TASK MATERIAL:
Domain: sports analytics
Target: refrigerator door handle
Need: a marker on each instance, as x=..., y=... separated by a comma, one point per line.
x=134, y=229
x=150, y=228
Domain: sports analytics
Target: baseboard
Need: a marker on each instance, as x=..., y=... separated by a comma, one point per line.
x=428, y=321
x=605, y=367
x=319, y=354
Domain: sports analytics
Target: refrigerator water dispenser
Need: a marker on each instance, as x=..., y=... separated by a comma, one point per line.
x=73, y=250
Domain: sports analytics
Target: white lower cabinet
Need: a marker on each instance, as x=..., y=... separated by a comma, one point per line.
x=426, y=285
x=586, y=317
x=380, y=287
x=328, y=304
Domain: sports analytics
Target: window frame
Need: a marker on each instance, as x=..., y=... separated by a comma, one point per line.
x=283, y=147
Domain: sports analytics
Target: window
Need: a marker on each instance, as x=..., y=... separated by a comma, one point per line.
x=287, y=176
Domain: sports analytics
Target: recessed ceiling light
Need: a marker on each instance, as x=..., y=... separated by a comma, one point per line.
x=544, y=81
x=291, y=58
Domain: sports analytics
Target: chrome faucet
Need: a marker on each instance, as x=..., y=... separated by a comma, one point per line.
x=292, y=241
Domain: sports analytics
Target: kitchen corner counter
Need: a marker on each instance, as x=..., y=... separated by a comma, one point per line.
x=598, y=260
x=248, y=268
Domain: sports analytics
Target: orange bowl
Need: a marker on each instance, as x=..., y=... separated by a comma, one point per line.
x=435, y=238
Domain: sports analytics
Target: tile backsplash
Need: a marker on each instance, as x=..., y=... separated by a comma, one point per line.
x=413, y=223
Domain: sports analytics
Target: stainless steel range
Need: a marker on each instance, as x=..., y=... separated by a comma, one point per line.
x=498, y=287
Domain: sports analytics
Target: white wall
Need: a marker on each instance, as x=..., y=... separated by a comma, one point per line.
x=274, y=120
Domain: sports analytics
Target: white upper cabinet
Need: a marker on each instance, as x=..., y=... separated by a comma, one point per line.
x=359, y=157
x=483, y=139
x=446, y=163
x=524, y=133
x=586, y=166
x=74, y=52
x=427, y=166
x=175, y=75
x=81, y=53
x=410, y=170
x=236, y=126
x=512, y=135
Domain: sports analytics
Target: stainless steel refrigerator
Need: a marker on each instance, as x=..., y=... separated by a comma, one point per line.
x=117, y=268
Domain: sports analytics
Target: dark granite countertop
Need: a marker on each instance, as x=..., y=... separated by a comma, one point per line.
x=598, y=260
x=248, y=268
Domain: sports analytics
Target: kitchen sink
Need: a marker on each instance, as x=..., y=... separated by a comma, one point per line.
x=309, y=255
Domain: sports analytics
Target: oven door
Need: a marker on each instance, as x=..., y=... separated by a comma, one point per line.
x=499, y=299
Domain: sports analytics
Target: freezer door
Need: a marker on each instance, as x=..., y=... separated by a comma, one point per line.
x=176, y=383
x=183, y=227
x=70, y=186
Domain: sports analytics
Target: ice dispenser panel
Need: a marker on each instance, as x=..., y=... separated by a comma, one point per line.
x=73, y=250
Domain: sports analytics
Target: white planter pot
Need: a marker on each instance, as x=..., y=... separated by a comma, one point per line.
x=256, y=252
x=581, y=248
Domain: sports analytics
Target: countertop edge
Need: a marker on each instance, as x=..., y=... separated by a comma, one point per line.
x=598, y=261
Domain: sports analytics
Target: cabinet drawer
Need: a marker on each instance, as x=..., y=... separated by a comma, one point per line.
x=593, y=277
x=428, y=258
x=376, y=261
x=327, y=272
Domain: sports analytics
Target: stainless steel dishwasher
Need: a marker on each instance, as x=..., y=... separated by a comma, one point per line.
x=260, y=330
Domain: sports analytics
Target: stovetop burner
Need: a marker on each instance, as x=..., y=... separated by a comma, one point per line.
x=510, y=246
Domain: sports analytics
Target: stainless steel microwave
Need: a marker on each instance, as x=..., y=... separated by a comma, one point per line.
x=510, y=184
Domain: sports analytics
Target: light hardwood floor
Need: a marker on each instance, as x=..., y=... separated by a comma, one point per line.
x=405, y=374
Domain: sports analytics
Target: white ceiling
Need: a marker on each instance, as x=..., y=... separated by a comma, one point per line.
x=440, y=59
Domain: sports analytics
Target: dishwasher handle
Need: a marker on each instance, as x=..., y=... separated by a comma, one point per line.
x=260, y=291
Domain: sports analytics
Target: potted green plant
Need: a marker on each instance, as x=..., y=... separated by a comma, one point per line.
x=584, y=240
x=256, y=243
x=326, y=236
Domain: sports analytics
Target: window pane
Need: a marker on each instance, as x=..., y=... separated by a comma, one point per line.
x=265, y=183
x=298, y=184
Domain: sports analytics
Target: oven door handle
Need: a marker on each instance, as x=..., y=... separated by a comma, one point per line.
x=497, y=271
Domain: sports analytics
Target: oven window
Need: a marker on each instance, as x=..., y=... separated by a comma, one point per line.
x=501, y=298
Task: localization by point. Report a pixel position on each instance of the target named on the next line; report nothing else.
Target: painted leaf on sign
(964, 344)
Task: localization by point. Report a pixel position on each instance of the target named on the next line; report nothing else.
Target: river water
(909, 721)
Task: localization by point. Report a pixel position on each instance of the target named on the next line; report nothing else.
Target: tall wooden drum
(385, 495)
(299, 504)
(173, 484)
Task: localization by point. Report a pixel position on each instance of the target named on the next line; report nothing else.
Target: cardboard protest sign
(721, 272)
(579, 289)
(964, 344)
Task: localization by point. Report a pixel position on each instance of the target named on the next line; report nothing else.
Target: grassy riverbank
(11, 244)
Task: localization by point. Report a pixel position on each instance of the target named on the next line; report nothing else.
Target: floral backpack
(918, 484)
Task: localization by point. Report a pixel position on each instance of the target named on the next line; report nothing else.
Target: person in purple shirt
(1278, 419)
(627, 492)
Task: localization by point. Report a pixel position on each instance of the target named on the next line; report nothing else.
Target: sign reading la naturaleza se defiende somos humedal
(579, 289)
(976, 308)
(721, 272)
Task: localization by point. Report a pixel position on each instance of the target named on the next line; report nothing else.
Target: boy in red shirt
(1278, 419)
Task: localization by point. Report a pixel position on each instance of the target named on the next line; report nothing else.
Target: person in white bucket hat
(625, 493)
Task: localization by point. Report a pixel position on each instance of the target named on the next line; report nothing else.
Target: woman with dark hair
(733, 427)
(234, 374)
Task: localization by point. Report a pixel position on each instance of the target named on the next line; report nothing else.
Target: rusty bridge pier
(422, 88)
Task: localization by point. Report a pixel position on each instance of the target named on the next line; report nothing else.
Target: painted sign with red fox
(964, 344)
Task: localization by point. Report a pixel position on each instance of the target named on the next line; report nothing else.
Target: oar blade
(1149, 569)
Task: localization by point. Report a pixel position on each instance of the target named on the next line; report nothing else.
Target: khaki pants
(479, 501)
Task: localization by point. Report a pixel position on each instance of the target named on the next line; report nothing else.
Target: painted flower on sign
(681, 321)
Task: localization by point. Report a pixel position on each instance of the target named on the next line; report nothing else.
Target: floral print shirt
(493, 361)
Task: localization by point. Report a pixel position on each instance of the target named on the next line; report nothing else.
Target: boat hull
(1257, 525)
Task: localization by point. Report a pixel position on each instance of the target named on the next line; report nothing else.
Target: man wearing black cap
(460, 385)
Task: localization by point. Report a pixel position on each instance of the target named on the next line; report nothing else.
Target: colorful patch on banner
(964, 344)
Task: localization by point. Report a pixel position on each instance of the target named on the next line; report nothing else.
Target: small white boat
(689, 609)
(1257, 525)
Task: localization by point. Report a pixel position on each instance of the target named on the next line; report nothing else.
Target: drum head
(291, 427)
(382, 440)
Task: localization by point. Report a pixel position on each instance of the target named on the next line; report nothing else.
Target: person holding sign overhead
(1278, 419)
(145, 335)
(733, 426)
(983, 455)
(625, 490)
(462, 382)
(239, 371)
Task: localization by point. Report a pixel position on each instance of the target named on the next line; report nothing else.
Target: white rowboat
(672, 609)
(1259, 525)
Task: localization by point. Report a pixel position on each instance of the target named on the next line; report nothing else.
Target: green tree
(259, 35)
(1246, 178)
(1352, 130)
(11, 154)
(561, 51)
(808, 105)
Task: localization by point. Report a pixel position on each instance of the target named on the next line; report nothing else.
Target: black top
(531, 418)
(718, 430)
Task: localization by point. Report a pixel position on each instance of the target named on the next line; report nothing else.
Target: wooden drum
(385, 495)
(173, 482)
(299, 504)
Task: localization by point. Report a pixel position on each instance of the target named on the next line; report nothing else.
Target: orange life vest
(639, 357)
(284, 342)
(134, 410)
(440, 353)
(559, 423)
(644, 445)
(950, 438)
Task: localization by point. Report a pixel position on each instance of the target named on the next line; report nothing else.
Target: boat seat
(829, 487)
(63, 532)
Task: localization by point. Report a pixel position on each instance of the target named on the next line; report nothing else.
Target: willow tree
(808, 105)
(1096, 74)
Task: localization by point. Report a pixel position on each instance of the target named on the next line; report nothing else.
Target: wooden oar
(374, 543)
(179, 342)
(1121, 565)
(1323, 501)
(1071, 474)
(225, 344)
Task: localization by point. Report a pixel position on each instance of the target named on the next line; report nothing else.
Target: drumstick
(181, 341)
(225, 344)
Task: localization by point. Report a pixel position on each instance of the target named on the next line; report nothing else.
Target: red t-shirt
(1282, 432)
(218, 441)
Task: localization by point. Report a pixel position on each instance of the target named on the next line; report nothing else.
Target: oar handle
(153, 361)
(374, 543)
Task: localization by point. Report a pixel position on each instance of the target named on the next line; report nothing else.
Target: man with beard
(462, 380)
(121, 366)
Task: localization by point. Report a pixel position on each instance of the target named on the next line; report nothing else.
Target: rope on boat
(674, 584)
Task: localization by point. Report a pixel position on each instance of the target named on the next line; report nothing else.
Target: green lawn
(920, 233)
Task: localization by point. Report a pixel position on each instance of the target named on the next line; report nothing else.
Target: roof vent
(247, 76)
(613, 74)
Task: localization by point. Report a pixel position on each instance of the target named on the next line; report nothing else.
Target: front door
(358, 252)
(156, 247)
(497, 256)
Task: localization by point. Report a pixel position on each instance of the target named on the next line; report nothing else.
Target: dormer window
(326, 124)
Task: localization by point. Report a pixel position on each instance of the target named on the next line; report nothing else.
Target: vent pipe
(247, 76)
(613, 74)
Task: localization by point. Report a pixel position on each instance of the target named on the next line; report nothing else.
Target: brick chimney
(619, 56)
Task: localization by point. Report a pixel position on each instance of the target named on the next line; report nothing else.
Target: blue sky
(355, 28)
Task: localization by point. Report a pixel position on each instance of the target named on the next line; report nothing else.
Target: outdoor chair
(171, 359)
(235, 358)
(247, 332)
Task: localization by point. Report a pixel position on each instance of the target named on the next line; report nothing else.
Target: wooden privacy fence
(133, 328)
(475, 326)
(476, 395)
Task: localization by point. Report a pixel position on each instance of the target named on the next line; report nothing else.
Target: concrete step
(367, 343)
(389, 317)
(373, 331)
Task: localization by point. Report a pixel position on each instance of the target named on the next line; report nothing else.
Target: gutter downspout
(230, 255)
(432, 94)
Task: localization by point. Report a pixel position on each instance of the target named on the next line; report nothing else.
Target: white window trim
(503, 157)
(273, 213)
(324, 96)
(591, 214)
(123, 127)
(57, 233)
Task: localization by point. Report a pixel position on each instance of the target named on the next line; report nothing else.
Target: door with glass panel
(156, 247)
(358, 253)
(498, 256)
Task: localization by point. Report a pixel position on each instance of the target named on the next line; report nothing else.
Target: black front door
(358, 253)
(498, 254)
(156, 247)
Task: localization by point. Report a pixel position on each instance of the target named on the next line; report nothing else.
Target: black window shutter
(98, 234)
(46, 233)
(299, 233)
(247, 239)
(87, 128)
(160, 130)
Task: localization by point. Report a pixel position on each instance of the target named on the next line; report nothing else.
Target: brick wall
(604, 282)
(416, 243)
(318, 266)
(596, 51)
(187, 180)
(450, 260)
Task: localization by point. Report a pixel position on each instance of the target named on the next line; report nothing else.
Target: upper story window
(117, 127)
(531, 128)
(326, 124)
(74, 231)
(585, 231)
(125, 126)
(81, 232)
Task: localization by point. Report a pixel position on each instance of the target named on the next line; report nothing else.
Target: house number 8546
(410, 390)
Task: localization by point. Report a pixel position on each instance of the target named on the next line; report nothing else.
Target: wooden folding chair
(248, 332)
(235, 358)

PROBLEM DESCRIPTION: Which lines in the listing above contain the string "panel", matching its case? Extract each of them in full.

ANSWER:
Target: ice dispenser panel
Target: door with glass panel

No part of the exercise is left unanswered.